Do this: Repeat word for word the portion of the United Nations commentary below that runs from "You have been told by" up to and including "tool for peace.".

Text section:
********

However, because American leadership abided by United Nations diplomatic authority instead of reason, not only was the regime allowed to survive, the conflict was never resolved.
Indeed the North Korean communists’ greatest ally, Red China, was also allowed to take root and grow. As a result of that UN failure, today, both North Korea and communist China are two of the leading international threats to peace. China is a growing threat that the United States will eventually have to face — most certainly over UN objections.
Almost the exact scenario was played out in the Vietnam conflict in the 1960’s as UN resolutions tied American hands from destroying the communists, allowing another brutal regime to remain in power — again within the axis of China.
The fact is, today, more than fifty years after the inception of the United Nations, the international community is a dangerous place. Instead of peaceful, prosperous, stable, trading partners — the world is full of brutal, murdering dictatorships which starve and torture their own people while threatening the security of their neighbors — as once-great powers cower and use diplomatic doublespeak to ignore responsibility.
The UN has encouraged, even nurtured, such repressive regimes. Most of these international thugs have two things in common: 1) Each has a voice and a vote in the United Nations. 2) None would be a threat if they didn’t.
The United Nations has come under the control of outlaw nations, petty and tarnished former superpowers, and self-ordained special interest groups. Each promotes an agenda, which seeks to redistribute the world’s wealth into UN coffers as they diminish the power and independence of the United States. The only result of such policies can be to enslave the citizens of every nation into a dark ages of poverty and misery.
That’s why terrorist states like Libya and Syria are allowed to serve on the UN’s Human Rights Commission as Israel is condemned in resolution after resolution. It’s the reason why an honest, prosperous, industrious nation like Taiwan is refused membership in the UN while a murderous thug like Zimbabwe’s Robert Mugaby is given a prominent voice at UN conferences.
Of course, much of this is known around the world. But many who believe in the UN think it can all be fixed. This is the great debate today about the UN. Is it relevant as a peacekeeping force, or a danger to American sovereignty? Articles are surfacing and pundits are pondering — questioning the future of the UN.
As a growing number of Americans begin to call for an end of U.S. membership in the UN, nervous voices are beginning to suggest the word “reform.” Reform the UN, make it more “workable.” American leadership, looking for a way to get around the growing argument to dump the UN, seem to be latching on to such a reform movement.
“We can fix it,” they say. But they should be careful what they wish for because they may not get the kind of reform they are expecting.
You see, when most American officials talk about reform, they are hoping to recreate those dramatic television images of the past. They believe all that is necessary to achieve such reform is to cut the bloated budgets and make the whole place more efficient. Just make it run better.
You have been told by your elected officials that the UN poses no threat to American sovereignty and has no plans for global governance. The UN, you have been told, is simply a tool for peace.
Yep, I get those letters from Congress too. It seems one staffer on the Hill wrote the same form letter for every member of Congress. You know, the ones that say: “While I believe that the UN certainly has problems, I believe that it is important that the United States take an active role in fixing it. We must remain a member to retain our status as a world leader.”
Because these attitudes and images prevail, it is difficult to conduct an honest debate on the true dangers of the UN. You see, as bad as a bloated, out of control bureaucracy may be, and as enraged as Americans get over U.S. troops being put under control of foreign generals, these are not the real reasons why Americans should fear and loath the United Nations.

********

Data block:

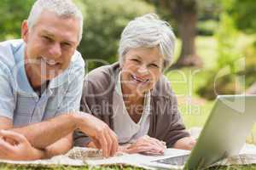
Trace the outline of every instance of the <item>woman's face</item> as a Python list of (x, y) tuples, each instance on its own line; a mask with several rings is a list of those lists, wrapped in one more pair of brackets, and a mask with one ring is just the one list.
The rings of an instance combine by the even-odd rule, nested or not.
[(163, 62), (159, 48), (130, 49), (121, 65), (122, 89), (137, 94), (152, 89), (161, 75)]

********

Complete output:
You have been told by your elected officials that the UN poses no threat to American sovereignty and has no plans for global governance. The UN, you have been told, is simply a tool for peace.